*** PASSAGE Section Begins ***

Background information
- Origin: Monterrey, Mexico
- Genres: Hip-hop; hardcore hip-hop; nu metal; rap metal; rap rock; cumbia; cumbia rap;
- Years active: 1996–present; (on hiatus since 2004);
- Label: Universal Latino
- Members: Patricio "Pato Machete" Chapa Elizalde; Antonio "Toy" Hernández;
- Past members: Fermín IV;

= Control Machete =

Mexican hip-hop band

Control Machete is a Mexican hip-hop group from Monterrey, Nuevo León. Its members are Fermín IV (listed as Fermin IV Caballero Elizondo in credits), Patricio "Pato Machete" Chapa Elizalde, and Toy Kenobi (Antonio "Toy" Hernández).

==History==

Formed in 1996 in Monterrey, Control Machete became the commercial face of the Avanzada Regia musical movement. Their debut album, Mucho Barato (1996), is considered a seminal work in Spanish-language hip-hop, selling over 100,000 copies in Mexico within its first weeks and eventually exceeding 500,000 units across Latin America.

The lead single, "¿Comprendes Mendes?", gained massive airplay on MTV Latin America, earning the group a nomination for a MTV Video Music Award for International Viewer's Choice in 1997. Following the success of their first album, the group collaborated with diverse artists including Cypress Hill and Los Fabulosos Cadillacs. Their second album, Artilleria Pesada, Presenta... (1999), further solidified their international presence and was nominated for Best Urban Music Album at the 1st Annual Latin Grammy Awards in 2000.

*** PASSAGE Section Ends ***

■ WORK ITEM:
Copy out the whole Control Machete article above word for word.

*** PROVIDED DATA Section Begins ***

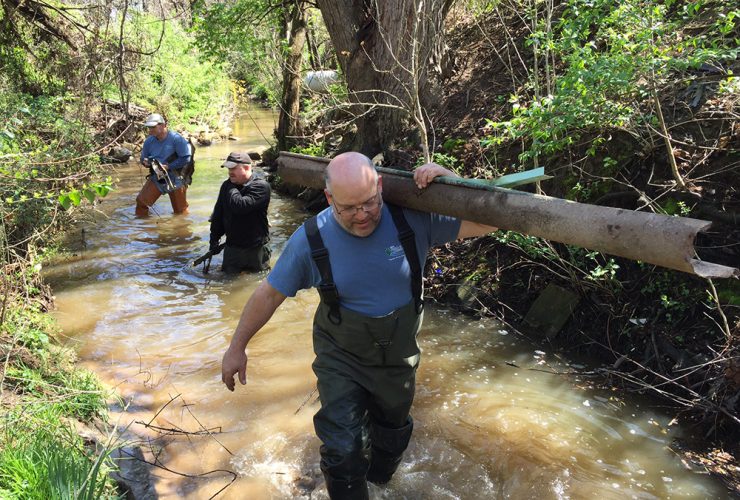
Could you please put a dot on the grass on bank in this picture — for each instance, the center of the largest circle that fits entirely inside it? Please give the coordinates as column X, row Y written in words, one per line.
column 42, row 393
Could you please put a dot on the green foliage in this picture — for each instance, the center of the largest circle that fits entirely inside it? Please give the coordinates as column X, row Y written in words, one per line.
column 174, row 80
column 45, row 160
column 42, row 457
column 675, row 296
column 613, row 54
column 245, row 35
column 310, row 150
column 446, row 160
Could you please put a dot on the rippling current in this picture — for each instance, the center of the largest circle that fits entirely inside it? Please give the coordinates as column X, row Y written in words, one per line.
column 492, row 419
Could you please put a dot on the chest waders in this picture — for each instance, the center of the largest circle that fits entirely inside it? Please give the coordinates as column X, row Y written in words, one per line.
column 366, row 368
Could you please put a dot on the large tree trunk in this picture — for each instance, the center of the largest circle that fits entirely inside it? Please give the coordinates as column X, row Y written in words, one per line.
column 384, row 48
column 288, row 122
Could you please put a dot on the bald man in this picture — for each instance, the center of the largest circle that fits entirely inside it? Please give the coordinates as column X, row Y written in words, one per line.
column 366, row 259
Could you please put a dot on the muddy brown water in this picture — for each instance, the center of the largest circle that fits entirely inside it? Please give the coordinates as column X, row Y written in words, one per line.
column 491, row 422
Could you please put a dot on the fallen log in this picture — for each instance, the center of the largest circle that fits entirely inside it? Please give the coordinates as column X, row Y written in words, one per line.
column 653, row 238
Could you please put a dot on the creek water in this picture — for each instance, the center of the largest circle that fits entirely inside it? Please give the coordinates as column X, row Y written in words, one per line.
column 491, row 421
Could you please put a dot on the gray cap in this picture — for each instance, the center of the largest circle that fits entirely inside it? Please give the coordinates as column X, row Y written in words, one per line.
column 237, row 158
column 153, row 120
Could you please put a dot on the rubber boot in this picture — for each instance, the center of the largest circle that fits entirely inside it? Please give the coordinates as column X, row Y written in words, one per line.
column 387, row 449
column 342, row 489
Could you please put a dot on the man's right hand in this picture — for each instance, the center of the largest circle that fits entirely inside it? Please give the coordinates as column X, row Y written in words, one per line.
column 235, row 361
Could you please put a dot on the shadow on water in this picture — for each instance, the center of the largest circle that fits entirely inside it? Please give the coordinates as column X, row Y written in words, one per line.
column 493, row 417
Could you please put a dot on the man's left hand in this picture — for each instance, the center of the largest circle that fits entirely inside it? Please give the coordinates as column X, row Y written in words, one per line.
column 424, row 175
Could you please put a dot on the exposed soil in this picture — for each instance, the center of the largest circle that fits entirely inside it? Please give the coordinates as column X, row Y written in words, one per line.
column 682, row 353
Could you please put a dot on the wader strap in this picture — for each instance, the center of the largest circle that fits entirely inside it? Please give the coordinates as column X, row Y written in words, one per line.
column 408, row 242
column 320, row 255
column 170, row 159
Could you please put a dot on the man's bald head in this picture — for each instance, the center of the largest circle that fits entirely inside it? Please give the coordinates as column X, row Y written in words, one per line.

*** PROVIDED DATA Section Ends ***

■ OUTPUT FOR THIS TASK:
Background information
- Origin: Monterrey, Mexico
- Genres: Hip-hop; hardcore hip-hop; nu metal; rap metal; rap rock; cumbia; cumbia rap;
- Years active: 1996–present; (on hiatus since 2004);
- Label: Universal Latino
- Members: Patricio "Pato Machete" Chapa Elizalde; Antonio "Toy" Hernández;
- Past members: Fermín IV;

= Control Machete =

Mexican hip-hop band

Control Machete is a Mexican hip-hop group from Monterrey, Nuevo León. Its members are Fermín IV (listed as Fermin IV Caballero Elizondo in credits), Patricio "Pato Machete" Chapa Elizalde, and Toy Kenobi (Antonio "Toy" Hernández).

==History==

Formed in 1996 in Monterrey, Control Machete became the commercial face of the Avanzada Regia musical movement. Their debut album, Mucho Barato (1996), is considered a seminal work in Spanish-language hip-hop, selling over 100,000 copies in Mexico within its first weeks and eventually exceeding 500,000 units across Latin America.

The lead single, "¿Comprendes Mendes?", gained massive airplay on MTV Latin America, earning the group a nomination for a MTV Video Music Award for International Viewer's Choice in 1997. Following the success of their first album, the group collaborated with diverse artists including Cypress Hill and Los Fabulosos Cadillacs. Their second album, Artilleria Pesada, Presenta... (1999), further solidified their international presence and was nominated for Best Urban Music Album at the 1st Annual Latin Grammy Awards in 2000.